»»
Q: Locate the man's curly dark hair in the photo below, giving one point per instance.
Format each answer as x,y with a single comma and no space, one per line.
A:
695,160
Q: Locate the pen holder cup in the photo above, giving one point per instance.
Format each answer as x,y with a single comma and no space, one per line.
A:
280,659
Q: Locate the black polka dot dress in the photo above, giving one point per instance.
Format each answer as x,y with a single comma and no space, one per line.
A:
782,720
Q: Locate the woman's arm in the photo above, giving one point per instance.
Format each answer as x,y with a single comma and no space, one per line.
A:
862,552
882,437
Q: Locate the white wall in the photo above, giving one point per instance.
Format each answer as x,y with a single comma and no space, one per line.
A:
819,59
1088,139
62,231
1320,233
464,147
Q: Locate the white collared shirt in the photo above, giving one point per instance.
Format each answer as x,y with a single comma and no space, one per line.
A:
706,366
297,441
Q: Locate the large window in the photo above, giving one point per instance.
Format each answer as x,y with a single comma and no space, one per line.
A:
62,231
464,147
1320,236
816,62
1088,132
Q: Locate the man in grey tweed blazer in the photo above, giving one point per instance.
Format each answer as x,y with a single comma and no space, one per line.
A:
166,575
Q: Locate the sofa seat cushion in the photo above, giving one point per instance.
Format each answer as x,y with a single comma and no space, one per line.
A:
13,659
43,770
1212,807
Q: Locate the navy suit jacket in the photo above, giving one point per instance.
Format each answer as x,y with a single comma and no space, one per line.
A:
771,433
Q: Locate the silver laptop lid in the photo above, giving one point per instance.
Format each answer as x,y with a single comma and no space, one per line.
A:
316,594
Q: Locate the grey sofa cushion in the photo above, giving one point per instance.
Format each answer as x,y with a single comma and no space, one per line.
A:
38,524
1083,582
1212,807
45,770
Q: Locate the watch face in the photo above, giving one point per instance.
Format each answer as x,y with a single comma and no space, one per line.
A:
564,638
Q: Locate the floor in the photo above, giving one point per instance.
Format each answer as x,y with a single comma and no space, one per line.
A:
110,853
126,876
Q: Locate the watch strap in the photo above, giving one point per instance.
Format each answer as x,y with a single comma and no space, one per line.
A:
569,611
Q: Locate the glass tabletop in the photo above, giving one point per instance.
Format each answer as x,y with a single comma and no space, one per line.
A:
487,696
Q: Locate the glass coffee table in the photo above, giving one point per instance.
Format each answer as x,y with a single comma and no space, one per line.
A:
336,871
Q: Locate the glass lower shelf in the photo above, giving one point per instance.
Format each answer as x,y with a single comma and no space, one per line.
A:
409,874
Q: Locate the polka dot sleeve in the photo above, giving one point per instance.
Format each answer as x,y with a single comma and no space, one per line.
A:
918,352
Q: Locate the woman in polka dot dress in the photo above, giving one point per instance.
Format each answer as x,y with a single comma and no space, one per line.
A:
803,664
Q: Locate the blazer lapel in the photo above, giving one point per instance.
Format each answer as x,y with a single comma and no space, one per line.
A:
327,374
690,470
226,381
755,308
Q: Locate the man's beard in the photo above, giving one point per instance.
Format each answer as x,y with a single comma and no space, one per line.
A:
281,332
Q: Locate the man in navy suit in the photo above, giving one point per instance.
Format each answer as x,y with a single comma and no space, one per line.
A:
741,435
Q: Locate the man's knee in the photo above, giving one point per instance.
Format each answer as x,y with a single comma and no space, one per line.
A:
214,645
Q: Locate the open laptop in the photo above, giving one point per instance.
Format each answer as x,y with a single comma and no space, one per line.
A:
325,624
««
TASK: Every record is to be written out verbatim.

ANSWER BOX:
Q: Locate the man's curly dark hair in the photo below, giving one point per instance.
Format each answer as x,y with a single comma and no space, one per line.
A:
695,160
Q: Locate the pen holder cup in the photo above, giving one point per instance.
Format each answer as x,y with a single comma and no space, one per line.
A:
280,659
Q: Locate the black polka dot dress in the photo above, giving one point per instance.
Format each answer as x,y with a single comma and no space, one per line.
A:
782,720
Q: Locate the woman's arm in the photo above, giving one point per instance.
Format each answer as x,y with a single comma and no space, one per line.
A:
862,552
882,437
Q: Locate the white wall in the photo above, giving one point per instance.
Format each answer as x,y with a single comma and no space, one per line.
A:
819,59
1088,139
62,231
1320,233
464,147
Q: Locate the white collared shirt in the photo above, giving one point per instance.
Format each answer as x,y with a single comma and no space, one per line.
A:
706,366
297,441
Q: Locate the large window in the photo above, giving one point per instance.
Format each answer as x,y with a single comma and no space, one per line.
A:
62,231
464,147
1320,236
816,62
1088,132
Q: Locate the man in grey tweed blazer in the photo above, giving one point per instance.
Format each answer as x,y with a single comma and no space, one per line.
A:
166,575
Q: Locate the sofa seat cushion in the photo above, giving one point per instance.
Format each answer as x,y with a single comma and no space, one per line.
A:
13,659
43,770
1212,807
Q: Locate the navy suit jacket in the photo above, giving one point per instance.
Format each answer as x,y with a single comma and no space, one per line.
A:
771,433
Q: Locate the silver laptop lid in the photo above, giving one point per instance.
Format each answer as x,y with a single comma and no space, one per line.
A:
316,594
Q: Locate the grey sofa cushion in the photo above, giving one point per instance.
Format each answer as x,y with a single comma and no space, one per line.
A:
38,524
1083,582
1212,807
45,770
Q: Locate the watch face in the photo above, giving one point per instance.
Format each answer as x,y with a single comma and no space, one per line.
A:
564,638
Q: Locate the floor in the photo above, giving one point per instance.
Format each answer as x,y with a single comma and no space, one per line.
A:
110,853
126,876
Q: Locate the watch strap in the photo above, giving one point per instance.
Format each answer as x,y with a single comma and no space, one per line.
A:
569,611
Q: Locate the glass tabletop in the photo above, giving one point per instance.
Format each answer as x,y with a single comma and no space, one per line.
A:
487,696
Q: Locate the glass coffee table in the photo above, giving one point per instance.
Format each answer as x,y with a single comma and no space, one per line.
A:
336,871
Q: Locate the glass lower shelf in the photo above, giving one point per instance.
Format each answer as x,y with a single comma and no space, one per line.
A:
409,874
Q: Locate the polka dot sleeve in the photo above, giving one point per instance.
Format each answer as x,y with a single comma and no space, one per line.
A:
918,352
Q: Locate the woman in polka dot dress in the photo above, giving one point per instance.
Format each answer as x,y with a single comma and no space, one per line.
A:
803,664
Q: Locate the blazer lapel in the photo above, giving one point per instance.
Format each answer as x,y with a single comma and no space, one per line.
A:
327,374
690,470
226,381
755,308
Q: Locate the man's beard in the photo above, giving one point per instance.
Format each answer as x,y with a single comma and no space, one per line.
A:
281,332
Q: Locate the man in navy suit in the photo above, giving one point per instance.
Format each answer as x,y with a single comma and no space, one per line.
A:
741,435
Q: Locate the man's knee in the photo above, giving one point per instance.
Format each answer as x,y with a single comma and no space, one per line.
A:
214,645
Q: Locate the open laptop in the photo above, giving one point per instance.
Format each answer as x,y with a single comma and no space, one per line.
A:
325,624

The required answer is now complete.